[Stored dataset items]
──────

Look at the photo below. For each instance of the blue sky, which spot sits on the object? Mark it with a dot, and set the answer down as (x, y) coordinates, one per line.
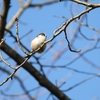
(46, 19)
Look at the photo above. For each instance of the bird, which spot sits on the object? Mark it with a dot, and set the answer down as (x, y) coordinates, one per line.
(37, 42)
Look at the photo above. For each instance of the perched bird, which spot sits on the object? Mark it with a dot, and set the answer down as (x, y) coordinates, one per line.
(37, 43)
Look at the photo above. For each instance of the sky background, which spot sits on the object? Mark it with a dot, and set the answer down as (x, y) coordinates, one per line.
(47, 19)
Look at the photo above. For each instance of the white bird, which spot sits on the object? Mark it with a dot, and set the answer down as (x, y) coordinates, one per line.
(37, 43)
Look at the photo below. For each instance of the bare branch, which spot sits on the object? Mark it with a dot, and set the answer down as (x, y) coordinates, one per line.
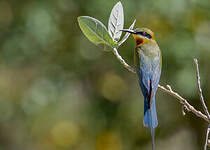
(184, 102)
(207, 137)
(200, 90)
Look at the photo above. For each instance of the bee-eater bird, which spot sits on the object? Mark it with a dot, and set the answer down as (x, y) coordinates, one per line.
(147, 60)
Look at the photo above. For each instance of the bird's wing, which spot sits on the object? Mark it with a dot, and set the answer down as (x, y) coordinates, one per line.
(149, 71)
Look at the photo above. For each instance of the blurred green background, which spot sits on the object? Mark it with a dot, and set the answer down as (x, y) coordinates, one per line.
(58, 91)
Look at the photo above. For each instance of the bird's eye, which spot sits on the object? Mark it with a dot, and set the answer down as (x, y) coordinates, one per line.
(145, 34)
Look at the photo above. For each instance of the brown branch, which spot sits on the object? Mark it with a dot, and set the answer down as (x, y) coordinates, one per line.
(184, 102)
(207, 137)
(200, 90)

──────

» To do: The line containing "Look at the photo above. For each instance of the brown" and all lines after it, through the last line of the data, should be retyped exactly.

» Task result:
Look at the photo above. For each instance of the brown branch, which spot sits on the object? Mark it with a dot, and set the answer down as (x, y) coordinates, one per line.
(184, 102)
(207, 137)
(200, 90)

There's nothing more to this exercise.